GIVEN EXERCISE: Rewrite every line of the items, starting at the line that contains "Pin the bare" and ending at the last line of the items. Shift each coordinate in the answer points up by 149, and leave all other numbers unchanged.

Point labeling dataset excerpts:
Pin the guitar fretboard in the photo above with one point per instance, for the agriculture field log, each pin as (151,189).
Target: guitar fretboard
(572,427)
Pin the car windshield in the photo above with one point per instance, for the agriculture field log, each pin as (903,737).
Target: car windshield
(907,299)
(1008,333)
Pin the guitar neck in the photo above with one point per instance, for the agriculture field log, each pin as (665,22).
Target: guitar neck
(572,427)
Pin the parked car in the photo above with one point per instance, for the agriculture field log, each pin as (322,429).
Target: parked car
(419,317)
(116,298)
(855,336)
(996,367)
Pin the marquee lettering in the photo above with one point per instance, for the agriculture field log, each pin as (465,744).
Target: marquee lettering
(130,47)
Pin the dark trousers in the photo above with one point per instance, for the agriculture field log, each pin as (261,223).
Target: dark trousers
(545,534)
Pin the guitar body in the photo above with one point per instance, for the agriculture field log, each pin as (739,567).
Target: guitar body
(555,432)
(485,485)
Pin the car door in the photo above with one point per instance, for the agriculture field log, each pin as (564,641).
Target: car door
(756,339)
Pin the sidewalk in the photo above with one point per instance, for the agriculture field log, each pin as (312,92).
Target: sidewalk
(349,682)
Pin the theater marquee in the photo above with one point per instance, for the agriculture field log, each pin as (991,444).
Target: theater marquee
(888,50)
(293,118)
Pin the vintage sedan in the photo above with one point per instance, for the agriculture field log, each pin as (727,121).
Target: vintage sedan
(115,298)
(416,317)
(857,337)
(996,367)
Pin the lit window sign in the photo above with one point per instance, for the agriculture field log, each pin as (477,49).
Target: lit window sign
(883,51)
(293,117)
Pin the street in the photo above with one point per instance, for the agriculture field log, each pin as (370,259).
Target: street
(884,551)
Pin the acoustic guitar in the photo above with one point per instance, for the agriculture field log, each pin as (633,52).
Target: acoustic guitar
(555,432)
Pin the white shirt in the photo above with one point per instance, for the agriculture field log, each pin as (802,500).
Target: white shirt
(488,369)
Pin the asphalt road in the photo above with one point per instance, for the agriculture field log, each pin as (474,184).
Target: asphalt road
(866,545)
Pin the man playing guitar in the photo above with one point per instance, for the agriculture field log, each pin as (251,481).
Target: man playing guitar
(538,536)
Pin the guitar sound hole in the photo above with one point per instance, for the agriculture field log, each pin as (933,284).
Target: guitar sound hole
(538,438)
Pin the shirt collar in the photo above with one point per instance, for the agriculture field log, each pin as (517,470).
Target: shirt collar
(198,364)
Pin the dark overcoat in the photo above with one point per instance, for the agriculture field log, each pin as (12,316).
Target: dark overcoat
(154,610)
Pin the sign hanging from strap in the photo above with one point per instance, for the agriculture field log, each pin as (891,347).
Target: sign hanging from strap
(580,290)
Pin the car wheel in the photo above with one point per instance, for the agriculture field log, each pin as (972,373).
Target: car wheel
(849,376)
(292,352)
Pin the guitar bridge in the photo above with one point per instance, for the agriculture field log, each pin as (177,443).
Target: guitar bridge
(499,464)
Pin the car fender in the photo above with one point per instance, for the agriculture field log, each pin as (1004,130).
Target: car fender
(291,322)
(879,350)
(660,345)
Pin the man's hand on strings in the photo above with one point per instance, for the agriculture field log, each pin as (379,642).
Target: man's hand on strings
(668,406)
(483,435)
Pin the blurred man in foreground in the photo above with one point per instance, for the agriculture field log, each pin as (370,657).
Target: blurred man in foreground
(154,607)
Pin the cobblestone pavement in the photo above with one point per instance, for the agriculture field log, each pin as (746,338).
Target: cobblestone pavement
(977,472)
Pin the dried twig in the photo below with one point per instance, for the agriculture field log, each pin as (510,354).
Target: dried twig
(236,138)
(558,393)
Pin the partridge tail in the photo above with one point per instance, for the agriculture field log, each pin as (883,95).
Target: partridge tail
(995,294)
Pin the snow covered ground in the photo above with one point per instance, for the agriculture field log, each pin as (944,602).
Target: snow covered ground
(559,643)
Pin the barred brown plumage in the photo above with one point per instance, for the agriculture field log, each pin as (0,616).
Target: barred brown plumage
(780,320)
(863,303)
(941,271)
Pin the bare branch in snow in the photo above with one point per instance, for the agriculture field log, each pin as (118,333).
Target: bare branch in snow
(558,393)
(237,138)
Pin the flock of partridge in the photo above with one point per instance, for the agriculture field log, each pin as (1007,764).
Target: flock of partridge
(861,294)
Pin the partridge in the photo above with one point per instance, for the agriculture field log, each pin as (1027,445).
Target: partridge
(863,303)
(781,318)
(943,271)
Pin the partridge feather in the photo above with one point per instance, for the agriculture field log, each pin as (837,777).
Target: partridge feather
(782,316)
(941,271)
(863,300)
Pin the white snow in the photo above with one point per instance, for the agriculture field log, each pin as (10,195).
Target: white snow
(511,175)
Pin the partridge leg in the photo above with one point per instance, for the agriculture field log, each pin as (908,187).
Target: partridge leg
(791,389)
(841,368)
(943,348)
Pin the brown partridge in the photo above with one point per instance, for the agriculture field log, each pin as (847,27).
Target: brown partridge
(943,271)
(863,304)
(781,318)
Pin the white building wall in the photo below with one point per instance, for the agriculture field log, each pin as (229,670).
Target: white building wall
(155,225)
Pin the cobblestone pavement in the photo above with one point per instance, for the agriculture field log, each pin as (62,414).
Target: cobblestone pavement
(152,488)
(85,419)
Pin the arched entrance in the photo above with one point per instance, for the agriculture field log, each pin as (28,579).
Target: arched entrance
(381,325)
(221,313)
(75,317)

RESULT FOR THIS TASK:
Pin the bare branch in snow in the photo above with one point per instance, for the agriculture field log, each pin as (118,333).
Target: bare branch in snow
(707,542)
(386,287)
Pin the flock of partridge in the photo above with one point per instance, for the agriculture field log, each pin as (1007,764).
Target: flock of partridge
(1010,443)
Pin the partridge in the photo above with one point per instance, for the agriculture field log, each pin as (1027,445).
Target: partridge
(1012,452)
(930,467)
(1092,420)
Pin the partridge feather in the photo above with one point per instance, for the agriculture field log, each pin as (837,777).
Target: partridge feather
(931,465)
(1090,420)
(1012,449)
Pin the white snow in the photo above with one point per instance, for the agriculture field log, each pin as (10,195).
Target: white snow
(660,324)
Pin the partridge leg in the photo above with one point per instance, for the agriculture field log, each pin as (908,187).
Target: partridge leg
(940,538)
(990,517)
(1092,497)
Pin the brown partridge in the photo above with one point per instance, for the agriculture field log, each pin as (847,27).
Target: brown partridge
(1092,420)
(1012,453)
(930,467)
Pin the white building wall in the photo below with one point per instance, for the agriculture field log, each pin as (229,670).
Target: white building wall
(304,374)
Pin the cobblestone pavement in the photo above with one point per instance, for the agriculture field log, each pin as (62,414).
Target: cobblestone pavement
(301,637)
(234,568)
Pin the arched entrance in the photo above with one point per instance, for the agriculture field log, each pin as (28,579).
Target: arched entrance
(530,474)
(370,462)
(224,466)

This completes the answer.